Coordinate labeling data
----
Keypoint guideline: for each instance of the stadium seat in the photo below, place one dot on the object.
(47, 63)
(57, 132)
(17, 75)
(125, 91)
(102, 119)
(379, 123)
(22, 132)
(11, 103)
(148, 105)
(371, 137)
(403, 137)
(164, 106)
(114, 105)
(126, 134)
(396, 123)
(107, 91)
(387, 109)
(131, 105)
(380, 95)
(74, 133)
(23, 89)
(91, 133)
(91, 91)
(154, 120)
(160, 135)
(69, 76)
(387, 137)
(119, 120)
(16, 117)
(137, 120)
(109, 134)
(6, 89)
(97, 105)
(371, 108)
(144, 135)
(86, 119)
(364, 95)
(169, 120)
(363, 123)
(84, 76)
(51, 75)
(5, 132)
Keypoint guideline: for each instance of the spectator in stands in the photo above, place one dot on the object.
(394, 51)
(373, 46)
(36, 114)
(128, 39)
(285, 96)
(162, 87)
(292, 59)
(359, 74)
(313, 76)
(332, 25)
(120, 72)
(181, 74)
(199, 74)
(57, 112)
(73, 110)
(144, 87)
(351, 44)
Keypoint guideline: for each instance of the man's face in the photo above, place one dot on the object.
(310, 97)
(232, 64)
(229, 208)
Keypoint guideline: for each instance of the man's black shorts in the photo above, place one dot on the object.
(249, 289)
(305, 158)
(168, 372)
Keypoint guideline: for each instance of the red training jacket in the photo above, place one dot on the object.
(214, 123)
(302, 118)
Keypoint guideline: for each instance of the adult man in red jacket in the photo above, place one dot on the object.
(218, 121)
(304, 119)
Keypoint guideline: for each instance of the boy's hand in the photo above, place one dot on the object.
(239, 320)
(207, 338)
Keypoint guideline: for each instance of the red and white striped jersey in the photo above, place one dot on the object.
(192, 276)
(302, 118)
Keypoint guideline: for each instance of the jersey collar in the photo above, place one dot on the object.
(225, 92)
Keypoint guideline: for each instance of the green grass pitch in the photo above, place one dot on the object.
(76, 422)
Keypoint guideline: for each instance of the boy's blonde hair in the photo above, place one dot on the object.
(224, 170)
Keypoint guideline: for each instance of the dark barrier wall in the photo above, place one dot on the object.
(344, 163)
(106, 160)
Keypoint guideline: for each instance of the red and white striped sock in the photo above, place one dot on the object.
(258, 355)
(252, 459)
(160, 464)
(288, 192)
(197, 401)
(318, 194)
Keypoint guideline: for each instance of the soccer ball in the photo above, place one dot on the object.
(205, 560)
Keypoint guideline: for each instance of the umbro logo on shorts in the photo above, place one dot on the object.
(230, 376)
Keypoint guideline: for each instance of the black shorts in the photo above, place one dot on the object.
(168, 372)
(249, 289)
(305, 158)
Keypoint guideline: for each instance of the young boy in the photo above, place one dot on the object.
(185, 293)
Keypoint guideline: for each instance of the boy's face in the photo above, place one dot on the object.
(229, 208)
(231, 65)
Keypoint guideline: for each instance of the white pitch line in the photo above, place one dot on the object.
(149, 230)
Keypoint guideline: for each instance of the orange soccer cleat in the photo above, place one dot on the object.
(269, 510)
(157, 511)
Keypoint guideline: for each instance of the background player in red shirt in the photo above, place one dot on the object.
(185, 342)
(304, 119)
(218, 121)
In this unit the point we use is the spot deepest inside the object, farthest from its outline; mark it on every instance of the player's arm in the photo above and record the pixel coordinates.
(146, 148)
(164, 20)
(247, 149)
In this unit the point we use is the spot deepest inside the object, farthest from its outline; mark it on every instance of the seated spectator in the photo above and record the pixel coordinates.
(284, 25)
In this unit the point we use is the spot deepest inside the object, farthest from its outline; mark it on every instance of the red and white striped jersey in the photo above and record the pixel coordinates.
----
▶ Objective: Repeat exactly the lines from the line containing "of the player's" through the end of the listing above; both boundary lines are part of the output.

▶ Answer to this exercise:
In this unit the point we use is the spot deepest inside the object, farthest from its outline; mark it on every instance of the player's arm in the photo above and record the pixel coordinates.
(146, 148)
(164, 20)
(247, 149)
In this unit the point we use is the spot deepest inside the object, farthest from its outline; mark it on every instance of the seated spectator in the photo above and record the pixel coordinates.
(284, 25)
In this unit the point we use is the spot deepest inside the object, farthest from its outline; mark it on every instance of the red and white striped jersey in the photo above and record the pixel coordinates.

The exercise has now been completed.